───── EXCERPT PROVIDED ─────
More final-year pupils than ever before are applying to local universities so that they can study closer to home amid concerns that the impact of the pandemic may extend into the next academic year.
Year 13 pupils across the country are currently finishing their applications ahead of the 15 January deadline, after which universities are no longer required to consider applications equally.
A Ucas survey of more than 20,000 pupils planning to go to university suggested that nearly a quarter (23%) want to study closer to home, accelerating a longer-term trend.
“Young people in our focus groups have said they don’t want to be far from their support networks. That’s been thrown into sharp relief by pictures in the media of students struggling in halls,” said Sarah Barr Miller, head of insight at the Universities and Colleges Admissions Service (Ucas).
“Traditionally, we had a boarding school system of higher education. You absolutely did not consider your local university. But we see a lot now want to stay local.”
Marimar Antypa, a student at St Charles Catholic Sixth Form College in west London, said she had applied only to local universities to save money and stay close to family. “I see the purpose of university as getting a job. If you’re just going there to have fun, how is that beneficial for your future?”
Rob Trimble, deputy vice-chancellor of the University of Cumbria, said he had already seen a 10.5% increase in inquiries this year, with substantial rises in applications for vocational courses such as nursing, medical sciences, teaching and business.
For some low- and mid-ranking universities, local students enable them to stay afloat. Ray Powell, an admissions tutor at the University of Greenwich in south London, said that in recent years more selective universities had been “poach[ing] our higher-performing students” to fuel expansion, following the removal of the student numbers cap. “But increasingly, because of accommodation costs and all the rest of it, a good, local university is an attractive option.”
───── SUPPLIED MATERIAL ─────
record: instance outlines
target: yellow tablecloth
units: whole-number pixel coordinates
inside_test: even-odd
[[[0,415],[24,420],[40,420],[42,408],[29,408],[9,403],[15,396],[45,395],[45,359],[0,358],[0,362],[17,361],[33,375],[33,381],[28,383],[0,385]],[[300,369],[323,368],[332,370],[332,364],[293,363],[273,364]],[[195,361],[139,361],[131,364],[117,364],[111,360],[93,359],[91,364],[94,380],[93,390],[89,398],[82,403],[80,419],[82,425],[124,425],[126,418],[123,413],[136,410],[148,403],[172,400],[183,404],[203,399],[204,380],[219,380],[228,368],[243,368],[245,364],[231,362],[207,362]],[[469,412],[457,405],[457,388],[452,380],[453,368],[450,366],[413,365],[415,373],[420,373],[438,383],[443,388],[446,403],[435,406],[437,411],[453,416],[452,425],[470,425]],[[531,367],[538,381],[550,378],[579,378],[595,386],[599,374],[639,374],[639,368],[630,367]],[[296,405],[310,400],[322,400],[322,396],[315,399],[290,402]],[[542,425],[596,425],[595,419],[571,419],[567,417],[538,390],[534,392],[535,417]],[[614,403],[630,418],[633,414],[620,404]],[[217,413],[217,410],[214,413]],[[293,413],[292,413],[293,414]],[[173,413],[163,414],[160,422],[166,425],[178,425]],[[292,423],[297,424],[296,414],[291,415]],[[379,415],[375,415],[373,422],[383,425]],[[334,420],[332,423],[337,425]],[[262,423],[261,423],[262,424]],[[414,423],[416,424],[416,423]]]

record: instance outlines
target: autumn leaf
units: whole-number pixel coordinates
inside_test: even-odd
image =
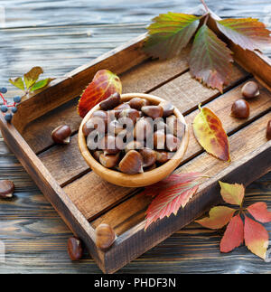
[[[209,217],[197,220],[195,222],[210,229],[220,229],[229,223],[235,212],[235,209],[225,206],[213,207],[209,212]]]
[[[153,57],[168,59],[179,55],[195,33],[201,17],[169,12],[153,19],[144,50]]]
[[[245,243],[257,256],[266,259],[268,248],[268,232],[263,225],[245,216]]]
[[[271,43],[270,31],[254,18],[228,18],[217,21],[219,30],[244,50],[260,50]]]
[[[93,107],[116,92],[122,92],[119,78],[107,70],[98,71],[79,101],[79,116],[84,118]]]
[[[190,54],[192,77],[212,89],[223,91],[231,74],[232,52],[225,42],[203,24],[196,33]]]
[[[229,252],[244,241],[244,223],[239,214],[230,219],[220,242],[220,251]]]
[[[230,203],[232,205],[241,205],[244,195],[245,195],[245,188],[243,184],[226,184],[222,182],[219,182],[220,184],[220,193],[223,200]]]
[[[22,77],[17,77],[17,78],[10,78],[9,82],[15,86],[17,89],[24,90],[24,83],[23,81]]]
[[[39,79],[40,75],[43,73],[42,67],[33,67],[31,71],[23,75],[23,80],[26,89],[32,87]]]
[[[189,200],[197,193],[202,177],[199,173],[172,174],[166,179],[147,186],[145,195],[155,196],[146,211],[146,230],[153,222],[172,213],[177,214],[181,206],[185,207]]]
[[[220,118],[208,108],[199,107],[200,113],[193,120],[195,137],[201,146],[210,154],[230,161],[227,134]]]
[[[267,211],[267,205],[264,202],[256,203],[247,208],[249,213],[261,223],[271,221],[271,212]]]

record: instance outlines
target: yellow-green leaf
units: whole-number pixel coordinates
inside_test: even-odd
[[[43,73],[42,67],[33,67],[29,72],[23,75],[24,83],[28,89],[39,79],[40,75]]]
[[[24,84],[23,84],[22,77],[17,77],[17,78],[14,78],[14,79],[10,78],[8,80],[9,80],[9,82],[11,84],[15,86],[17,89],[24,90]]]
[[[226,184],[219,182],[220,184],[220,193],[223,200],[232,205],[241,205],[244,195],[245,195],[245,187],[243,184]]]
[[[227,134],[220,118],[208,108],[199,107],[200,113],[193,121],[195,137],[210,154],[223,161],[230,161]]]

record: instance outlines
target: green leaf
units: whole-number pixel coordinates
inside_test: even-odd
[[[37,81],[36,83],[34,83],[34,85],[33,85],[33,87],[30,89],[30,90],[35,91],[35,90],[41,89],[43,87],[47,86],[53,80],[54,80],[53,78],[46,78],[46,79],[43,79],[40,81]]]
[[[231,73],[232,52],[203,24],[196,33],[190,55],[192,77],[212,89],[223,91]]]
[[[260,50],[271,43],[270,31],[254,18],[224,19],[217,21],[219,30],[244,50]]]
[[[8,80],[11,84],[15,86],[17,89],[24,90],[24,84],[23,84],[22,77],[10,78]]]
[[[179,55],[195,33],[201,17],[169,12],[154,18],[148,27],[145,52],[153,57],[169,59]]]
[[[28,89],[39,79],[40,75],[43,73],[42,67],[33,67],[29,72],[23,75],[24,83]]]

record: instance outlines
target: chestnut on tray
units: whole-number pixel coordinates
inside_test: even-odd
[[[180,111],[158,97],[114,94],[84,118],[81,154],[111,184],[139,187],[168,176],[182,161],[189,140]]]

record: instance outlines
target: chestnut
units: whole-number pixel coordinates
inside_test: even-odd
[[[271,140],[271,119],[268,121],[266,127],[266,139]]]
[[[144,145],[140,141],[130,141],[126,144],[125,147],[126,153],[129,152],[130,150],[139,150],[144,147]]]
[[[163,108],[160,106],[144,106],[141,110],[148,117],[155,119],[163,117]]]
[[[126,118],[130,118],[135,125],[137,118],[140,118],[139,111],[135,108],[125,108],[118,115],[118,118],[122,119],[122,123],[125,123]]]
[[[14,192],[14,184],[9,180],[0,181],[0,198],[12,198]]]
[[[134,127],[134,137],[138,141],[145,140],[153,133],[150,118],[141,118]]]
[[[116,92],[112,94],[108,99],[99,103],[99,108],[102,110],[113,109],[120,104],[120,95]]]
[[[118,166],[124,174],[136,174],[143,173],[142,156],[137,151],[131,150],[122,158]]]
[[[156,153],[150,148],[143,148],[139,150],[143,158],[143,167],[149,167],[156,162]]]
[[[101,250],[109,249],[116,240],[114,230],[108,224],[100,224],[96,228],[96,246]]]
[[[242,95],[245,99],[253,99],[259,94],[259,87],[255,81],[249,81],[242,87]]]
[[[168,152],[165,152],[164,150],[156,150],[156,161],[163,165],[165,164],[170,159],[170,155]]]
[[[102,153],[99,155],[100,164],[107,168],[113,168],[117,165],[119,160],[119,153],[116,155],[105,155]]]
[[[67,125],[61,125],[51,131],[51,137],[56,144],[69,144],[71,129]]]
[[[169,101],[162,101],[159,106],[163,108],[163,117],[167,118],[173,114],[174,106]]]
[[[231,107],[231,116],[238,118],[248,118],[249,117],[249,105],[244,99],[238,99]]]
[[[154,146],[156,149],[164,149],[165,134],[164,131],[159,130],[154,134]]]
[[[140,110],[142,107],[148,106],[149,104],[150,104],[149,100],[145,99],[140,99],[140,98],[134,98],[129,101],[129,106],[132,108],[136,108],[137,110]]]
[[[165,146],[170,152],[177,151],[180,144],[181,144],[181,140],[177,137],[172,134],[166,135]]]
[[[107,135],[99,141],[99,148],[105,150],[104,154],[117,154],[122,147],[119,137]]]
[[[77,237],[70,237],[68,240],[68,254],[71,260],[79,260],[82,258],[82,242]]]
─────
◆ WORK ITEM A ◆
In the university applications article, what share of pupils in the Ucas survey want to study closer to home?
◆ WORK ITEM B ◆
Repeat everything in the university applications article from "Rob Trimble, deputy" down to "teaching and business.".
◆ WORK ITEM C ◆
Carry on the university applications article from the point where it stops.
The stored items have nothing to do with this work.

◆ WRITTEN REPLY A ◆
Nearly a quarter (23%).

◆ WRITTEN REPLY B ◆
Rob Trimble, deputy vice-chancellor of the University of Cumbria, said he had already seen a 10.5% increase in inquiries this year, with substantial rises in applications for vocational courses such as nursing, medical sciences, teaching and business.

◆ WRITTEN REPLY C ◆
A survey of 1,200 year 12 and 13 pupils by Access HE, a London social mobility charity, indicated that 30% thought the pandemic had made it more likely they would go to university. Nearly half (42%) of pupils on free school meals planned to study locally, compared with a third (30%) of their better-off peers.
This has been the experience at East Norfolk Sixth Form College in Gorleston-on-Sea, near Great Yarmouth, which has a high proportion of pupils from some of the UK’s most deprived postcodes. “We’ve seen a further increase in students wanting to go to good quality local universities,” said principal Catherine Richards. One pupil, Aref Shafiei, has opted for medicine at the University of East Anglia, his nearest institution, as his top choice after he was inspired by the NHS’s work during the pandemic. He has already taken part in one of its outreach programmes. “I’m a bit biased because of my relationship with the university,” he said. “And I get homesick.”
Graeme Atherton, head of Access HE, warned that focusing on local universities could limit young people’s choices. “It’s encouraging that more young people from across income groups want to go on to university, but every young person deserves the opportunity to progress to the university that best suits their abilities.”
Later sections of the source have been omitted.